VOTRE CONSIGNE ::
Prolongez le compte rendu du débat parlementaire sur la politique énergétique en reprenant juste après la dernière intervention qu'il reproduit.

DOCUMENT ::
——————
M. Jérôme Lambert. Ce n'est pas vraiment la question !
M. le Premier ministre. Je le sais, mais c'est important. Le parti communiste est du reste extrêmement présent sur le terrain, de même que les représentants centristes et de l'UMP. Nous avons en revanche regretté quelque peu l'absence des socialistes. ((Rires et exclamations puis huées sur les bancs du groupe de l'Union pour un mouvement populaire. - Protestations sur les bancs du groupe socialiste.)
M. Jean Glavany. Pitoyable polémique ! Politicien !
M. le Premier ministre. Le sujet que vous avez évoqué, en le survolant...
M. Jean Glavany. Lamentable !
M. le président. S'il vous plaît !
M. le Premier ministre. ...est complexe et important. Je crois, monsieur Besson, qu'il faut revenir à la réalité, cette réalité que vous n'avez fait que dépeindre à grands traits, je dirais même " à la louche ".
M. Jean Glavany. Plus politicien que ça, tu meurs !
Mme Martine David. C'est affligeant !
M. le Premier ministre. Que s'est-il passé depuis un an ?
Il faut rappeler d'abord que la donne énergétique a changé. Le prix du pétrole a atteint un niveau sans précédent. La crise du gaz entre la Russie et l'Ukraine a montré que l'énergie était désormais un enjeu stratégique majeur. Partout, émergent de nouveaux géants de l'énergie : en Espagne, en Russie, aux États-Unis. Les positions acquises hier sont aujourd'hui fragilisées.
Dans ce contexte, nous devons relever sans attendre le défi de la sécurité des approvisionnements énergétiques de l'Europe et de la France. À cette fin, le Gouvernement veut apporter trois réponses.
Première réponse : nous avons besoin de grands groupes puissants, parce que c'est un élément déterminant pour la maîtrise des sources d'énergie.
Deuxième réponse : nous devons être à la pointe de la recherche et de l'innovation technologique. C'est pourquoi le projet EPR a été engagé.
M. Yves Cochet. Très mauvais choix !
M. le Premier ministre. C'est pourquoi aussi nous avons lancé la quatrième génération des réacteurs nucléaires, comme l'a demandé le Président de la République.
M. Jean Le Garrec. Cela n'a rien à voir !
M. le Premier ministre. C'est encore pourquoi nous allons développer les énergies renouvelables. (Protestations sur les bancs du groupe socialiste.)
M. Bernard Roman. Répondez à la question !
M. le Premier ministre. Il est important de rappeler certaines choses qui sont totalement ignorées par celui qui a posé la question. (Applaudissements sur de nombreux bancs du groupe de l'Union pour un mouvement populaire. - Protestations sur les bancs du groupe socialiste.)
——————
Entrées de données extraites

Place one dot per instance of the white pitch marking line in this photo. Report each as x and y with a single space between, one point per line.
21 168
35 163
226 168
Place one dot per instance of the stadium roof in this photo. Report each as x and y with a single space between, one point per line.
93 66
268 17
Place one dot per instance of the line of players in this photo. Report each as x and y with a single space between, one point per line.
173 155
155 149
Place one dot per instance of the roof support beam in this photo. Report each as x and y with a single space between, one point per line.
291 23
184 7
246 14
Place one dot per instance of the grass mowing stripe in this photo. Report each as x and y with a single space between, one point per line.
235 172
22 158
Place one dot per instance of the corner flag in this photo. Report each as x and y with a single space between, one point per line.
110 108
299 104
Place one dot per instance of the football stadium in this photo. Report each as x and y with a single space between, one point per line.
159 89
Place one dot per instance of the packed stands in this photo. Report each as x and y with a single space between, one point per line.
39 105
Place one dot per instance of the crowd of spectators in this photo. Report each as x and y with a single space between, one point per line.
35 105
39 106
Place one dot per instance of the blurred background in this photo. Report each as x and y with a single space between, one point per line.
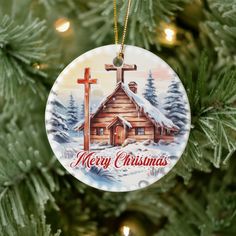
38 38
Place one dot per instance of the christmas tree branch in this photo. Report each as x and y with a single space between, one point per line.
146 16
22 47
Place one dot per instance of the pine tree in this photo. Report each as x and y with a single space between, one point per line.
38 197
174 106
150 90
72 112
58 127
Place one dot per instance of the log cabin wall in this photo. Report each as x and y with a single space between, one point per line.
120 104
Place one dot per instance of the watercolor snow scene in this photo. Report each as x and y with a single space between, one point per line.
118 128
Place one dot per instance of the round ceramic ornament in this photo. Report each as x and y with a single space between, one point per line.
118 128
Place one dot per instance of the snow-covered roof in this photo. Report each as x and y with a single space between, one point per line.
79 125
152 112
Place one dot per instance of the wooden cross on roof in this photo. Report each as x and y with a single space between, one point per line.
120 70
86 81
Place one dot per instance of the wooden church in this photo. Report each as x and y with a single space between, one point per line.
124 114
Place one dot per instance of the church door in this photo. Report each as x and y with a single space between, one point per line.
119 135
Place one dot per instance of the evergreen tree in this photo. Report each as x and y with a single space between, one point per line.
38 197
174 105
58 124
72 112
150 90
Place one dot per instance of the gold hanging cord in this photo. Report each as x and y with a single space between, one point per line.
——————
CORRIGÉ DE L'EXERCICE ::
Troisième réponse : nous devons prendre des initiatives internationales pour faire face collectivement à ces enjeux. Nous avons déposé à la Commission européenne, au mois de janvier, un mémorandum sur l'énergie qui vise à améliorer la concertation et la prospective sur les besoins énergétiques de l'Europe tout entière.
Mme Martine David. C'est du baratin tout ça !
M. le Premier ministre. Vous le voyez, face à une situation qui a radicalement changé, nous avons fait les choix qui préparent l'avenir, et je me situe au-delà de la polémique de votre question.
Mme Martine David. Ah non !
M. le Premier ministre. Nous avons besoin de nous engager dans l'après pétrole. C'est ce qui intéresse l'ensemble de nos compatriotes.
Dans ce contexte, je reviens à la question. (" Ah ! " sur les bancs du groupe socialiste) Gaz de France et Suez nous ont proposé un projet industriel de rapprochement des deux entreprises. Avec Thierry Breton, nous avons donné notre accord à cette opération et nous l'avons fait pour trois raisons.
Premièrement, parce qu'elle permet, et vous y êtes tous sensibles, de créer un champion international de l'énergie de plus de 60 milliards d'euros de chiffre d'affaires et employant 200 000 personnes dans le monde.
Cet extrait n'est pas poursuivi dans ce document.